** BEGIN Data for this exercise **

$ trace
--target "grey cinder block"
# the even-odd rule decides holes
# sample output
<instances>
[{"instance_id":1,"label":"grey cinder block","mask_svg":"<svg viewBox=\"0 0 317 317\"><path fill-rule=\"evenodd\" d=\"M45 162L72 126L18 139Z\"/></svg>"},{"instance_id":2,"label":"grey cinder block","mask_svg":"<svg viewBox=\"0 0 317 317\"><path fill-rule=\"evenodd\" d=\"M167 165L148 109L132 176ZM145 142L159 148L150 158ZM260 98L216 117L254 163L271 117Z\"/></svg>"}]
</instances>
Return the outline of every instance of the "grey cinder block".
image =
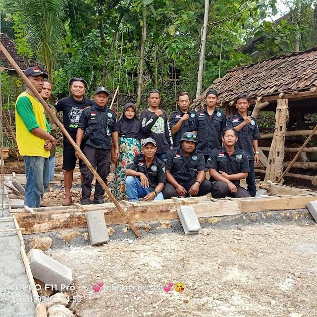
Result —
<instances>
[{"instance_id":1,"label":"grey cinder block","mask_svg":"<svg viewBox=\"0 0 317 317\"><path fill-rule=\"evenodd\" d=\"M52 288L62 292L70 285L73 280L71 269L47 256L42 250L32 249L29 259L31 270L35 278L46 284L53 285Z\"/></svg>"},{"instance_id":2,"label":"grey cinder block","mask_svg":"<svg viewBox=\"0 0 317 317\"><path fill-rule=\"evenodd\" d=\"M259 189L256 193L256 197L261 197L263 196L267 196L267 191L266 189Z\"/></svg>"},{"instance_id":3,"label":"grey cinder block","mask_svg":"<svg viewBox=\"0 0 317 317\"><path fill-rule=\"evenodd\" d=\"M192 206L180 206L177 213L186 235L196 234L201 229L198 218Z\"/></svg>"},{"instance_id":4,"label":"grey cinder block","mask_svg":"<svg viewBox=\"0 0 317 317\"><path fill-rule=\"evenodd\" d=\"M98 246L108 242L110 239L104 211L88 211L86 215L86 218L91 245Z\"/></svg>"},{"instance_id":5,"label":"grey cinder block","mask_svg":"<svg viewBox=\"0 0 317 317\"><path fill-rule=\"evenodd\" d=\"M306 205L307 209L309 211L313 217L317 222L317 200L314 200Z\"/></svg>"}]
</instances>

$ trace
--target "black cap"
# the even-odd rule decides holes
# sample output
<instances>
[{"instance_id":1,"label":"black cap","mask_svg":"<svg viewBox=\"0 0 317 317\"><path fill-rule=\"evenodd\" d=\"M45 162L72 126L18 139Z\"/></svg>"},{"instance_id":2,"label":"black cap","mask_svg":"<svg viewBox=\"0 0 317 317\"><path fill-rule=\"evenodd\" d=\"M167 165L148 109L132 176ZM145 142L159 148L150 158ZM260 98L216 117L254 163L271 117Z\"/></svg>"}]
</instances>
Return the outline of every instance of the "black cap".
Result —
<instances>
[{"instance_id":1,"label":"black cap","mask_svg":"<svg viewBox=\"0 0 317 317\"><path fill-rule=\"evenodd\" d=\"M105 87L98 87L95 92L95 95L97 95L99 93L106 93L108 96L109 95L108 91Z\"/></svg>"},{"instance_id":2,"label":"black cap","mask_svg":"<svg viewBox=\"0 0 317 317\"><path fill-rule=\"evenodd\" d=\"M43 76L45 78L48 78L49 75L46 73L43 73L41 71L40 68L38 67L29 67L27 68L24 72L24 75L28 77L28 76Z\"/></svg>"}]
</instances>

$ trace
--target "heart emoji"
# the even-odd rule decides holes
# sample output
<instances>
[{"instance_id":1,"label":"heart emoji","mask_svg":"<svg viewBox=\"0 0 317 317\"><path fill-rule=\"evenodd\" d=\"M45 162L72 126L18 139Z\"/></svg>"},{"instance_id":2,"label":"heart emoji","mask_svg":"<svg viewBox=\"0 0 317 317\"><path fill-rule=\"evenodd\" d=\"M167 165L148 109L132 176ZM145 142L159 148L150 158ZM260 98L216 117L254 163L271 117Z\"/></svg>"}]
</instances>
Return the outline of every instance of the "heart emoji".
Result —
<instances>
[{"instance_id":1,"label":"heart emoji","mask_svg":"<svg viewBox=\"0 0 317 317\"><path fill-rule=\"evenodd\" d=\"M98 285L95 285L94 286L94 290L97 293L100 290L100 287Z\"/></svg>"},{"instance_id":2,"label":"heart emoji","mask_svg":"<svg viewBox=\"0 0 317 317\"><path fill-rule=\"evenodd\" d=\"M169 291L170 291L170 287L167 285L165 285L165 286L164 286L163 287L164 288L164 290L166 292L169 292Z\"/></svg>"}]
</instances>

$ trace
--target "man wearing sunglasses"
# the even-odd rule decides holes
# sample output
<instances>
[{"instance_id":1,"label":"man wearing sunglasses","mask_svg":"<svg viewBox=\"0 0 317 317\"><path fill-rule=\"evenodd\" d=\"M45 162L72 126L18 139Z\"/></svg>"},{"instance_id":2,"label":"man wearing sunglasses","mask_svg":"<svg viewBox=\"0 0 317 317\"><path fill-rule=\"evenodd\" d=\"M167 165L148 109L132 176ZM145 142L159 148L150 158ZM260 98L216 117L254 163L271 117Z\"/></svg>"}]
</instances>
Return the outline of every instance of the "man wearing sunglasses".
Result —
<instances>
[{"instance_id":1,"label":"man wearing sunglasses","mask_svg":"<svg viewBox=\"0 0 317 317\"><path fill-rule=\"evenodd\" d=\"M165 199L176 196L202 196L211 190L206 179L205 159L196 149L197 136L185 132L180 145L167 151L164 159L166 169L166 182L163 189Z\"/></svg>"}]
</instances>

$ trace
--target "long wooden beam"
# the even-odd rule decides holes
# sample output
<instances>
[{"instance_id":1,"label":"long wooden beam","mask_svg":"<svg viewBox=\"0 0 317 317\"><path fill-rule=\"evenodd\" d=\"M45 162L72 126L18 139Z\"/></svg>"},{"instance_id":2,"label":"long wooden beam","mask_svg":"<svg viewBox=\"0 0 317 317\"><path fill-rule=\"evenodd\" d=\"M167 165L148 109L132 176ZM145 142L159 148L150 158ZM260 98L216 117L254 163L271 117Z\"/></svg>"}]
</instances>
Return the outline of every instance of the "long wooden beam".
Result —
<instances>
[{"instance_id":1,"label":"long wooden beam","mask_svg":"<svg viewBox=\"0 0 317 317\"><path fill-rule=\"evenodd\" d=\"M285 209L305 208L306 204L316 200L317 196L309 194L291 196L269 197L263 198L245 198L227 199L200 199L186 198L179 200L168 199L156 202L140 202L134 206L122 205L126 213L134 222L164 221L178 219L177 209L180 206L192 206L199 218L239 215L247 212L260 212L264 211ZM73 208L73 206L72 206ZM109 203L102 207L83 206L81 210L66 209L54 211L42 211L48 209L35 208L36 213L15 213L19 225L25 228L24 234L48 232L65 229L87 227L86 213L99 209L104 211L107 224L125 223L122 215L114 205ZM14 211L19 211L18 210ZM23 210L20 210L23 211Z\"/></svg>"},{"instance_id":2,"label":"long wooden beam","mask_svg":"<svg viewBox=\"0 0 317 317\"><path fill-rule=\"evenodd\" d=\"M109 190L108 187L107 187L106 184L105 183L105 182L103 180L102 178L99 176L99 174L97 172L96 169L93 167L93 165L91 164L90 162L88 160L88 159L85 156L85 155L80 150L79 147L77 146L76 144L76 142L73 140L73 138L69 135L69 134L67 131L66 129L64 127L64 126L61 123L61 122L58 120L56 115L55 113L52 111L51 108L44 101L44 100L42 98L42 96L39 92L35 89L33 85L31 84L31 82L29 80L28 78L24 75L24 73L22 71L21 68L19 67L18 65L15 62L15 61L12 57L11 55L9 53L6 49L4 48L3 44L0 42L0 50L2 52L3 54L7 60L10 62L10 63L13 66L14 69L16 71L17 73L20 75L21 78L23 79L23 81L25 83L25 84L28 86L28 88L32 92L32 93L34 94L34 96L36 97L36 98L40 101L40 102L42 104L44 108L47 110L49 114L51 115L51 116L53 118L53 120L55 123L57 125L57 126L60 129L61 132L63 133L63 134L66 136L67 138L69 140L69 142L71 144L71 145L74 147L75 150L80 155L80 156L82 158L82 160L85 162L85 163L87 165L87 167L89 168L91 172L94 174L95 177L97 178L98 182L101 185L103 188L105 190L106 192L107 193L108 197L110 198L113 204L115 205L116 207L118 209L118 210L120 211L121 214L122 215L123 218L125 219L125 221L127 223L129 224L129 225L130 226L132 231L135 233L136 235L140 238L141 237L141 234L140 232L139 232L138 229L136 228L135 226L133 224L133 223L131 222L129 217L125 214L124 211L122 210L118 202L117 202L116 200L114 198L114 196L112 195L112 193Z\"/></svg>"}]
</instances>

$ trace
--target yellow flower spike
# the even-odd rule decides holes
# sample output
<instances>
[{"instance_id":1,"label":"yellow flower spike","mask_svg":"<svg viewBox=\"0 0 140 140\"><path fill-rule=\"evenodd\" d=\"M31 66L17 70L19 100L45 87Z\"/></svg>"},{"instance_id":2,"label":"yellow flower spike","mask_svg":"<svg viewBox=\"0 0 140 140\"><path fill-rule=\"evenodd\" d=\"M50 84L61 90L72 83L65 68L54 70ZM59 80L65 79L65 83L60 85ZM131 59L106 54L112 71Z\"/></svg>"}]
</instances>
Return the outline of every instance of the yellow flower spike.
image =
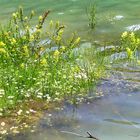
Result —
<instances>
[{"instance_id":1,"label":"yellow flower spike","mask_svg":"<svg viewBox=\"0 0 140 140\"><path fill-rule=\"evenodd\" d=\"M50 26L50 28L53 27L53 21L52 20L50 21L49 26Z\"/></svg>"},{"instance_id":2,"label":"yellow flower spike","mask_svg":"<svg viewBox=\"0 0 140 140\"><path fill-rule=\"evenodd\" d=\"M122 37L122 38L126 38L127 35L128 35L128 32L125 31L125 32L122 33L121 37Z\"/></svg>"},{"instance_id":3,"label":"yellow flower spike","mask_svg":"<svg viewBox=\"0 0 140 140\"><path fill-rule=\"evenodd\" d=\"M4 47L6 44L3 41L0 41L0 47Z\"/></svg>"}]
</instances>

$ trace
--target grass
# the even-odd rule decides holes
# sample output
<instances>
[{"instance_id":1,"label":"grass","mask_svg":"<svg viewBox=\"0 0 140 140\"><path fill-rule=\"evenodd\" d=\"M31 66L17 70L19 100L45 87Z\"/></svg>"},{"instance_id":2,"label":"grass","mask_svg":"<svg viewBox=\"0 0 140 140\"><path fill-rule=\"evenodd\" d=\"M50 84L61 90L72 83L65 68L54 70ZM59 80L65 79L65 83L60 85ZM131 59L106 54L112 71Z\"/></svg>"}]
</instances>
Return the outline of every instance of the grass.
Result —
<instances>
[{"instance_id":1,"label":"grass","mask_svg":"<svg viewBox=\"0 0 140 140\"><path fill-rule=\"evenodd\" d=\"M73 33L65 38L65 26L53 21L44 33L49 11L32 27L34 14L24 16L19 8L9 24L1 26L0 116L31 99L75 102L76 96L87 93L102 76L102 65L89 61L83 54L86 51L75 53L80 37Z\"/></svg>"},{"instance_id":2,"label":"grass","mask_svg":"<svg viewBox=\"0 0 140 140\"><path fill-rule=\"evenodd\" d=\"M95 3L90 3L89 6L86 9L87 16L88 16L88 22L89 27L91 29L95 29L96 26L96 5Z\"/></svg>"}]
</instances>

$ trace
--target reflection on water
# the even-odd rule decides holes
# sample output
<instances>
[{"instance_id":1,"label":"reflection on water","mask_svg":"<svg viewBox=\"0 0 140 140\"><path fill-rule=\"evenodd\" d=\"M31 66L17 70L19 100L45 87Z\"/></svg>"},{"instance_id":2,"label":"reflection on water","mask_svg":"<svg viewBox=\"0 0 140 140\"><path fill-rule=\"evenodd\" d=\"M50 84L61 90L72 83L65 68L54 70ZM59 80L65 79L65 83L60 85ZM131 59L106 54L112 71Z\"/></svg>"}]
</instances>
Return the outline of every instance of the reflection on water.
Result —
<instances>
[{"instance_id":1,"label":"reflection on water","mask_svg":"<svg viewBox=\"0 0 140 140\"><path fill-rule=\"evenodd\" d=\"M62 109L44 113L35 133L9 138L83 140L88 131L100 140L139 140L140 83L125 80L126 74L112 72L112 77L104 79L98 85L98 92L103 92L103 97L86 101L77 107L65 104ZM135 76L138 75L133 75L133 78Z\"/></svg>"},{"instance_id":2,"label":"reflection on water","mask_svg":"<svg viewBox=\"0 0 140 140\"><path fill-rule=\"evenodd\" d=\"M84 39L110 40L124 30L139 29L139 0L97 0L97 27L95 32L88 27L86 8L91 0L1 0L0 19L6 21L19 5L28 14L35 9L37 16L50 9L48 20L59 20L68 25L68 32L77 31ZM34 18L33 24L36 23Z\"/></svg>"},{"instance_id":3,"label":"reflection on water","mask_svg":"<svg viewBox=\"0 0 140 140\"><path fill-rule=\"evenodd\" d=\"M0 19L7 20L9 14L19 5L26 13L31 9L37 15L51 9L50 19L69 25L68 32L75 31L90 42L90 39L110 40L129 29L139 29L139 0L98 0L97 28L89 30L85 7L91 0L1 0ZM131 28L130 28L131 27ZM96 36L95 36L96 34ZM87 45L87 44L86 44ZM88 43L90 46L91 44ZM91 132L100 140L140 139L140 72L139 67L114 67L118 73L98 85L98 92L104 96L85 102L77 108L66 104L59 111L44 114L35 133L8 136L8 140L83 140L85 138L62 133L74 132L86 136ZM125 68L125 69L124 69ZM130 71L131 70L131 71Z\"/></svg>"}]
</instances>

** END Data for this exercise **

> **Problem to work on**
Show every line of the data above that contains the word "wearing", matching case exactly.

> **Correct result**
--target "man wearing sunglasses"
[{"instance_id":1,"label":"man wearing sunglasses","mask_svg":"<svg viewBox=\"0 0 317 317\"><path fill-rule=\"evenodd\" d=\"M45 162L72 126L18 139Z\"/></svg>"},{"instance_id":2,"label":"man wearing sunglasses","mask_svg":"<svg viewBox=\"0 0 317 317\"><path fill-rule=\"evenodd\" d=\"M167 165L148 109L132 176ZM145 142L159 148L150 158ZM260 98L216 117L254 163L271 117Z\"/></svg>"}]
Return the outline of every instance of the "man wearing sunglasses".
[{"instance_id":1,"label":"man wearing sunglasses","mask_svg":"<svg viewBox=\"0 0 317 317\"><path fill-rule=\"evenodd\" d=\"M165 199L176 196L202 196L211 190L206 179L205 159L196 149L197 136L185 132L180 145L167 151L164 159L166 169L166 182L163 189Z\"/></svg>"}]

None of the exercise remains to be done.